§ **GOAL**
In the excerpt on scaling and consistency interview questions, list every mechanism it names for ensuring data consistency across replicas.

START EXCERPT

How do you handle schema evolution?
What's the performance impact of complex queries?

Interview Follow-up Questions

Capacity and Scaling

Q: How would you handle 10x traffic growth?

Approach:
1. Horizontal Scaling:
   - Add 10x nodes (10 → 100 nodes)
   - Rebalance data across new nodes
   - Update routing tables

2. Vertical Scaling:
   - Upgrade to larger instances
   - More RAM for caching
   - Faster SSDs for storage

3. Optimization:
   - Increase cache hit rate
   - Optimize hot paths
   - Batch operations
   - Compression

Cost Analysis:
- Current: 10 nodes × $500 = $5,000/month
- 10x traffic: 100 nodes × $500 = $50,000/month
- With optimization: 50 nodes × $500 = $25,000/month

Q: How do you handle hot keys?

Detection:
- Monitor access patterns
- Track requests per key
- Alert on threshold (>10K req/min)

Mitigation:
1. Replication: Replicate hot key to more nodes
2. Caching: Cache hot key on all nodes
3. Sharding: Split hot key into sub-keys
4. Rate Limiting: Limit requests per client
5. Load Balancing: Distribute reads across replicas

Example:
  Hot key: "trending_topics"
  Solution: Replicate to 20 nodes, cache on all nodes
  Result: 100K req/sec → 5K req/sec per node

Consistency and Availability

Q: How do you handle network partitions?

Scenario: Network partition splits cluster into two groups

Group A (2 nodes):
- Can't reach Group B
- Continues serving reads (stale data possible)
- Rejects writes (can't achieve quorum W=2)

Group B (1 node):
- Can't reach Group A
- Continues serving reads (stale data possible)
- Rejects writes (can't achieve quorum W=2)

After Partition Heals:
1. Detect partition recovery
2. Run anti-entropy repair
3. Resolve conflicts using vector clocks
4. Resume normal operations

Trade-off:
- Availability: Reads continue during partition
- Consistency: Writes blocked to prevent split-brain

Q: How do you ensure data consistency across replicas?

Mechanisms:
1. Quorum Writes: W=2, R=2, N=3 (R+W>N)
2. Read Repair: Fix inconsistencies during reads
3. Anti-Entropy: Background process to sync replicas
4. Hinted Handoff: Store writes for unavailable nodes
5. Merkle Trees: Efficient comparison of replica data

Example Read Repair:
  Client reads key "user:123" with R=2
  Node A: version=5, value="Alice"
  Node B: version=6, value="Bob"
  
  Coordinator:
  1. Returns latest value ("Bob") to client
  2. Background: Updates Node A to version=6

Performance and Optimization

Q: How do you optimize for read-heavy workloads?

Strategies:
1. Caching:
   - In-memory cache for hot data
   - 95% hit rate → 20x throughput
   - LRU eviction policy

2. Read Replicas:
   - Add more replicas (N=3 → N=5)

END EXCERPT
START PROVIDED MATERIAL

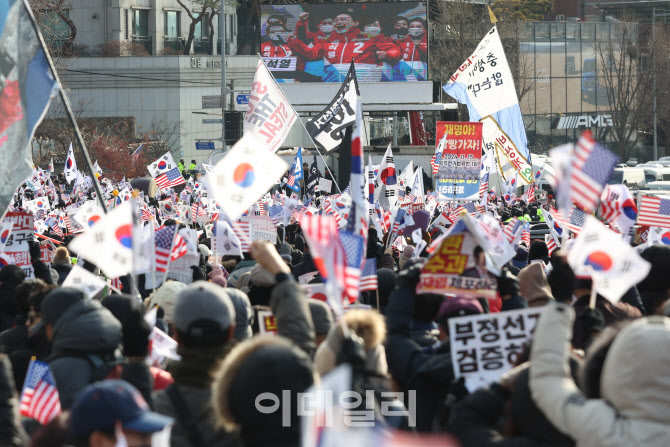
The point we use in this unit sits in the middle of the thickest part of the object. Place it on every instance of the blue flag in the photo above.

END PROVIDED MATERIAL

§ **OUTPUT BELOW**
Quorum Writes, Read Repair, Anti-Entropy, Hinted Handoff, Merkle Trees